In the early face authentication technology, a method of distinguishing a detected face with geometrical features of the face was used. However, this was affected by environmental factors, such as facial expressions, illumination, angles, etc., and it was difficult to recognize a face. In order to solve this problem, a complex face authentication technology is being developed, and systems using a face recognition technology as well as iris and fingerprint recognition are being increased.

In addition, recently, research on a facial expression classification technology for determining users' feelings by recognizing the users' facial expressions rather than simply recognizing faces and performing authentication has been conducted. The facial expression classification technology can be used to analyze users' feelings through facial expressions, and can also be widely used in fields such as counseling, recognition psychology, education, human-computer interaction, usability testing, market research, etc. through datafication and analysis of users' feelings.

In general, the facial expression classification technology obtains users' facial images from videos or photos and extracts facial expressions. However, this facial expression recognition technology is also affected by environmental factors, such as illumination, and thus a person's face can be shown in various ways and there are many variables and difficulties in a process of recognizing a face from an obtained video and classifying the facial expression.

Therefore, in order to solve the above-described problems, required are research and development to classify facial expressions accurately by extracting features firm with factors, such as backgrounds, illumination, or angles.

The foregoing is intended merely to aid in the understanding of the background of the present disclosure, and is not intended to mean that the present disclosure falls within the purview of the related art that is already known to those skilled in the art.

DOCUMENTS OF RELATED ART

(Patent Document 1) Korean Patent Application Publication No. 10-2019-0081243; and
(Patent Document 4) Korean Patent No. 10-2188970.

_ _ _ _ _ _ _

● Given exercise 1
In the passage on facial expression classification, which environmental factors made face recognition hard for the early method based on geometrical features?
● Given exercise 2
Resume the facial expression classification passage, picking up after its list of related patent documents.
The lines after this passage are separate material.

● Information supplied
_ _ _ _ _ _ _

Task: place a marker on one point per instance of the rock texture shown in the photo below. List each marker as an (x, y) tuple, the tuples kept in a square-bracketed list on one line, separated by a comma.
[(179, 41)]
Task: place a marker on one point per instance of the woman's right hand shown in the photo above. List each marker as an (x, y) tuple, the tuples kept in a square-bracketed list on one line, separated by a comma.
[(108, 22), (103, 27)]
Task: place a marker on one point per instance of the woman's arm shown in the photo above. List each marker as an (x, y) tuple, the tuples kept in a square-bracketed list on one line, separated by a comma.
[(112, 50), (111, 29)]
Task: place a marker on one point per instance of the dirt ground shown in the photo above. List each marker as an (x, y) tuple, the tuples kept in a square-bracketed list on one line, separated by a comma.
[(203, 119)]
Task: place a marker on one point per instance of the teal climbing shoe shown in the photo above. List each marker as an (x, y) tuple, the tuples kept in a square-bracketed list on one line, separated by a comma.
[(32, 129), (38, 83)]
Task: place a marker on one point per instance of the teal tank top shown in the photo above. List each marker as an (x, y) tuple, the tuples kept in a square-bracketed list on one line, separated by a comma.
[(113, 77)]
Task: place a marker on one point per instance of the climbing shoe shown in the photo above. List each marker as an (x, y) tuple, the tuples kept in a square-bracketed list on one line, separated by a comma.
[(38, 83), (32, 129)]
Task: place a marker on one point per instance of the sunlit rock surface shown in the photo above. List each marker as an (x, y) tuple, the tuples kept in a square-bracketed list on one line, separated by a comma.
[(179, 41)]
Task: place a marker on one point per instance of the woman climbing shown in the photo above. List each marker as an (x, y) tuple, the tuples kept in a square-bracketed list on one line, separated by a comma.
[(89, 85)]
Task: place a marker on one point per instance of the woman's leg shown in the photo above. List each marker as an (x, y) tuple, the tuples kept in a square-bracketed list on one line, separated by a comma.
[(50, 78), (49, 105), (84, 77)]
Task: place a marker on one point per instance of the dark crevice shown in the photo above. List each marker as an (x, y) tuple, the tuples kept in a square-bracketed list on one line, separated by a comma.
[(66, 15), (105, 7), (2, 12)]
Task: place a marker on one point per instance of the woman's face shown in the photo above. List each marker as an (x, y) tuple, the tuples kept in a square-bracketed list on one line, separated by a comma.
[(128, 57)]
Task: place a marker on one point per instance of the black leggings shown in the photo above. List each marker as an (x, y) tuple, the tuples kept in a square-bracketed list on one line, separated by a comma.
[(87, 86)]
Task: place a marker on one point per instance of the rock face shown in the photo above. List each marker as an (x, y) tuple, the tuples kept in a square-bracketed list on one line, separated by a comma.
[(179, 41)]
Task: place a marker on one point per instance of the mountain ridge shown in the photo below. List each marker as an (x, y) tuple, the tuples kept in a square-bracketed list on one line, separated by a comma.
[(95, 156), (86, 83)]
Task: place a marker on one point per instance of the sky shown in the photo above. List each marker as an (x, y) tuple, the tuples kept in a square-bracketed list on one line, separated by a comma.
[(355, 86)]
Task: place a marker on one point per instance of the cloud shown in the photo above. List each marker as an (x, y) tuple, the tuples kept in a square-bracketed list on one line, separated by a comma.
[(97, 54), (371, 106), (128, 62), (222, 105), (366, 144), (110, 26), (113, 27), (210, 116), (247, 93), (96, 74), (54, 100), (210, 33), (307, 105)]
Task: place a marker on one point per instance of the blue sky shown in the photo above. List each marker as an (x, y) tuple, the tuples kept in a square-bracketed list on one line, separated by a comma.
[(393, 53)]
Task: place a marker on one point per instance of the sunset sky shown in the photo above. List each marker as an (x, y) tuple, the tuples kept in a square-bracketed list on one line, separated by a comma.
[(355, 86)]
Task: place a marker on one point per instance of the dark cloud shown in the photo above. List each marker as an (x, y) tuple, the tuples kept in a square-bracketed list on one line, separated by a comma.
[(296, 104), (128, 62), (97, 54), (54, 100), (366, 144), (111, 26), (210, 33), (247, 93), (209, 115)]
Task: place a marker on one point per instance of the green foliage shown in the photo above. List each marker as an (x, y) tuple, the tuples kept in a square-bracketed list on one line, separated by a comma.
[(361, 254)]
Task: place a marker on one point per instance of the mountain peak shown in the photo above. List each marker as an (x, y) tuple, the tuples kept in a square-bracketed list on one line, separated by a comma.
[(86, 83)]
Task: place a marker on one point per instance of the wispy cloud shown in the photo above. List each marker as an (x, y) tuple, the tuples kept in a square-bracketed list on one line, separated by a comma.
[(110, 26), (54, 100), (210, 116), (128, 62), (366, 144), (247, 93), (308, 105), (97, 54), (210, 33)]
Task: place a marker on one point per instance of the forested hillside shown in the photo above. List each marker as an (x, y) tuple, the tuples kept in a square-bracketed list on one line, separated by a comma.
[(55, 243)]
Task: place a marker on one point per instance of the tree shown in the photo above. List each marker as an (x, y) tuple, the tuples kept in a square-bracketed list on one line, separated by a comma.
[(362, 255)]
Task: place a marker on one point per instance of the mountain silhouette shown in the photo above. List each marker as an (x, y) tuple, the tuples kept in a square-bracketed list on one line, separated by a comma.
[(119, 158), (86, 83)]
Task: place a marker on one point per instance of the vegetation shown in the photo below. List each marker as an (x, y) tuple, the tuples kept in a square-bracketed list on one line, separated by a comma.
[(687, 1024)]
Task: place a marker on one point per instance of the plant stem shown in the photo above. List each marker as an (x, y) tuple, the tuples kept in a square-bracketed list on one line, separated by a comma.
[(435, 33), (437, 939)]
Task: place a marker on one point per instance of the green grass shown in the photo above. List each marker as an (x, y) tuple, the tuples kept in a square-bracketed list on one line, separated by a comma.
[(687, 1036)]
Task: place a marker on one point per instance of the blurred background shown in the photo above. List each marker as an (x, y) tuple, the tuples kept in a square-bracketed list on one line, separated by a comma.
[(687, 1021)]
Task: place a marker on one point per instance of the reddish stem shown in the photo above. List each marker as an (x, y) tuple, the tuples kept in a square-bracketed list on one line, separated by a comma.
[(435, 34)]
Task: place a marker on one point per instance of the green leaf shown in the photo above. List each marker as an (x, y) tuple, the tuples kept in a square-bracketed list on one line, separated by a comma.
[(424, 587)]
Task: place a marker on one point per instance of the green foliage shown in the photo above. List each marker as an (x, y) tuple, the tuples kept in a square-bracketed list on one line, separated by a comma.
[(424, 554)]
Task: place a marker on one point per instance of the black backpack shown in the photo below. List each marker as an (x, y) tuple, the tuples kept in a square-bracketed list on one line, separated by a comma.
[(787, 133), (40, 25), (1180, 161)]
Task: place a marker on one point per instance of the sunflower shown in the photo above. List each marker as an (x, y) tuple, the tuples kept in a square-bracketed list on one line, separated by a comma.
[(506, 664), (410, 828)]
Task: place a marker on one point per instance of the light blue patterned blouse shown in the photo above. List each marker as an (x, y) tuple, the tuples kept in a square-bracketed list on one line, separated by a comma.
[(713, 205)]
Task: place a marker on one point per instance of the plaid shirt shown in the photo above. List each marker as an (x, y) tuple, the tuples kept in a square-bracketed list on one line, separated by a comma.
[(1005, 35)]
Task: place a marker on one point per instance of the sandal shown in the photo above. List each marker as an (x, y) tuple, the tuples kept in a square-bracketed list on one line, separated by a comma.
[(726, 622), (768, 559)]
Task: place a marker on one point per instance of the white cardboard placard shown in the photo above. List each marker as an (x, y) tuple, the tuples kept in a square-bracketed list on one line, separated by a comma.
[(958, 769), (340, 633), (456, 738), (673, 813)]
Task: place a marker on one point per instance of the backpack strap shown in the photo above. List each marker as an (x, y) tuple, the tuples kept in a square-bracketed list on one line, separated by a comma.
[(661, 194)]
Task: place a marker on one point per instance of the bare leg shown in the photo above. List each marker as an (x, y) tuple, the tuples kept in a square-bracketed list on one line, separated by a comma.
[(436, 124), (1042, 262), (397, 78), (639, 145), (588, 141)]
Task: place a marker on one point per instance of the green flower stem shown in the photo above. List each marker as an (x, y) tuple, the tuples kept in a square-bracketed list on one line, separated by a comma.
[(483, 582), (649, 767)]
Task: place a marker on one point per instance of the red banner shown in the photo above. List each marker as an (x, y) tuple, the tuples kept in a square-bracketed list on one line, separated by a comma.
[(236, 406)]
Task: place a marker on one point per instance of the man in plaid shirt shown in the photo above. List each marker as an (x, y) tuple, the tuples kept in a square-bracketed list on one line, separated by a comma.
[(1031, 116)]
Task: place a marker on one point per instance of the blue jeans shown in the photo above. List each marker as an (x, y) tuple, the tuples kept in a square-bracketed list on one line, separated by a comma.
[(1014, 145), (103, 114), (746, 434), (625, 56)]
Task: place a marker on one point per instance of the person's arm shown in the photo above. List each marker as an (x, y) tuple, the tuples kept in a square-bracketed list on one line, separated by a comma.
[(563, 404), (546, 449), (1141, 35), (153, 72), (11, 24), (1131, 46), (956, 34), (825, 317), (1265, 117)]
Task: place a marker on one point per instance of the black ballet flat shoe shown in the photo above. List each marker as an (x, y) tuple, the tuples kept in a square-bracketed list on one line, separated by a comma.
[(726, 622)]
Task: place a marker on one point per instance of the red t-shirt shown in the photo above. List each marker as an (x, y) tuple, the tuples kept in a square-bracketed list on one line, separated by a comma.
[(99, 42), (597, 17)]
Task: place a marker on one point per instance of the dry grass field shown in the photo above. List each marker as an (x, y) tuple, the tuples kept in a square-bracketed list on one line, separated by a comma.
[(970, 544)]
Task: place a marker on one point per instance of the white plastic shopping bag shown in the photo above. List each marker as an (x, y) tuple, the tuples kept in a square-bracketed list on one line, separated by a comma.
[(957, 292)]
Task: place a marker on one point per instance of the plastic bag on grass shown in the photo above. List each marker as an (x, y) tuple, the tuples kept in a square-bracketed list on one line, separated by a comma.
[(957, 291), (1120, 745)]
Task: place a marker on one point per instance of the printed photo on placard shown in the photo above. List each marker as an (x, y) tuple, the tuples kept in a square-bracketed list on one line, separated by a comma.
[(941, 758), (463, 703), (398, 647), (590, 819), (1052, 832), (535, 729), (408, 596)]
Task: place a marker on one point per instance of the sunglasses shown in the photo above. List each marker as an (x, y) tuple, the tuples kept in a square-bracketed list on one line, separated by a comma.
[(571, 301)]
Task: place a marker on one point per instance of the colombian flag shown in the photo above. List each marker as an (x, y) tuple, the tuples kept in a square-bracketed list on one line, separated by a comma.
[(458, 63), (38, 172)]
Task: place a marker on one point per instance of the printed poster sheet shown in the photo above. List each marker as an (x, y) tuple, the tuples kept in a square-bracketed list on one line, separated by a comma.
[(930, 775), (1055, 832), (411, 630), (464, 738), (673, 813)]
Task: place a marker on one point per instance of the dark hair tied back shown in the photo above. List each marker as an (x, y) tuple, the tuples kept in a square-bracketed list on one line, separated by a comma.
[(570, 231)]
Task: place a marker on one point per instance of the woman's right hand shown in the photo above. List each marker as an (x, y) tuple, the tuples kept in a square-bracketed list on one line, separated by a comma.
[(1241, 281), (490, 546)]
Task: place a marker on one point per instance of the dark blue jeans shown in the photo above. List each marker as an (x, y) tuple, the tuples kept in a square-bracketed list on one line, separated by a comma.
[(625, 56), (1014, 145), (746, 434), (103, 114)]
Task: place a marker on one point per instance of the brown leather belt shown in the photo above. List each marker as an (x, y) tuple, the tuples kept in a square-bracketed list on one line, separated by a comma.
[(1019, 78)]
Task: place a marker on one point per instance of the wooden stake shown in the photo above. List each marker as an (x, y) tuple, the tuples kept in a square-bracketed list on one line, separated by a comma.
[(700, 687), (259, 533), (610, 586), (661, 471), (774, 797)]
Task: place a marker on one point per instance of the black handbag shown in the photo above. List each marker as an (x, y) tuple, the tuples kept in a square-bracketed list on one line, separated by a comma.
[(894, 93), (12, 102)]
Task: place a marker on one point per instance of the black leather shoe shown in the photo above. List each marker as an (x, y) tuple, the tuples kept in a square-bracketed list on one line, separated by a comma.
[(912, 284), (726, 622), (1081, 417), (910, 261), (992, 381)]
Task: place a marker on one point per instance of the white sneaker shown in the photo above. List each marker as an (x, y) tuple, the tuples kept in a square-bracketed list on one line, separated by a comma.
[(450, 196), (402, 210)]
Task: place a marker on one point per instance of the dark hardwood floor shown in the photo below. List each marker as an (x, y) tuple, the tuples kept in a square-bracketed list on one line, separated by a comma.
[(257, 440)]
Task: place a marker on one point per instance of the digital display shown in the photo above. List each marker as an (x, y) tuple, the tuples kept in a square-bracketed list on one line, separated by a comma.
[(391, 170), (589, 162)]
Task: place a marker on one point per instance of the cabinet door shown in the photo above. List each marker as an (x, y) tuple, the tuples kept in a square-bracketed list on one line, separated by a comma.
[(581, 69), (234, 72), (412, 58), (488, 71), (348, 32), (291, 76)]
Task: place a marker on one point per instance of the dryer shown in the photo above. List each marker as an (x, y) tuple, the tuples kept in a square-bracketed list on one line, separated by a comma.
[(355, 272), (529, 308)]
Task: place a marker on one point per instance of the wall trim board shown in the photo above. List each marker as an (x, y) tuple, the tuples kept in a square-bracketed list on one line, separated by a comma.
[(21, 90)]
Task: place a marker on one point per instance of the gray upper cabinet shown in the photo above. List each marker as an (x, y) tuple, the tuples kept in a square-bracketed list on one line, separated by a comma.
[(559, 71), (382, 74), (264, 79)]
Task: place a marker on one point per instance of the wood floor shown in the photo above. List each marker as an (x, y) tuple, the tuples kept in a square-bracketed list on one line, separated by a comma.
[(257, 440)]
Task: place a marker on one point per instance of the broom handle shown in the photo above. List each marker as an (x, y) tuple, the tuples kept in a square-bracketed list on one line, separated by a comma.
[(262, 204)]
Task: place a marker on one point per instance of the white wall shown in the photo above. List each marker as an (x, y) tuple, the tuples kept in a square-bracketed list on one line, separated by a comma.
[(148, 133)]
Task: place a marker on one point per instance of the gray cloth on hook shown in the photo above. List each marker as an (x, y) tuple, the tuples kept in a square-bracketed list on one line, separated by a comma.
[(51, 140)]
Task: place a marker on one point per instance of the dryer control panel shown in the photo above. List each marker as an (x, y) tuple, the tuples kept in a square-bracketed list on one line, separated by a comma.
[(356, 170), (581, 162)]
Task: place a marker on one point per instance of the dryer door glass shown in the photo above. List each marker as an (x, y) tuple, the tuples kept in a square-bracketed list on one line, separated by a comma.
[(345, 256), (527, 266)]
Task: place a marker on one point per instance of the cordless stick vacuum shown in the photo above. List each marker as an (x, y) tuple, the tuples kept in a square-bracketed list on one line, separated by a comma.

_ _ _ _ _ _ _

● Right answer 1
Facial expressions, illumination, and angles.

● Right answer 2
SUMMARY OF THE INVENTION

The present disclosure is directed to providing a landmark-based ensemble network creation method for facial expression classification and a facial expression classification method using a created ensemble network, wherein facial expressions are classified accurately by extracting feature information firm with factors, such as backgrounds, illumination, or angles, from facial images.

According to the present disclosure, there is provided a landmark-based ensemble network creation method including: collecting facial images for each facial expression; extracting landmarks of each facial area from the collected facial images for each facial expression; extracting distance information between the extracted landmarks corresponding to each facial area; creating a plurality of learning models on the basis of the facial images for each facial expression and the distance information for each facial area extracted from each of the facial images; and establishing an ensemble network including a final predictor configured to perform facial expression classification by using outputs of the created plurality of learning models.

In an exemplary embodiment, the facial areas may include an eye area, a nose area, and a mouth area, and in the creating of the plurality of learning models, the following may be created: a first learning model trained with the facial images for each facial expression; a second learning model trained with the distance information of the eye area for each facial expression; a third learning model trained with the distance information of the nose area for each facial expression; and a fourth learning model trained with the distance information of the mouth area for each facial expression.

In an exemplary embodiment, each of the learning models may be trained by a convolution neural network (CNN) algorithm.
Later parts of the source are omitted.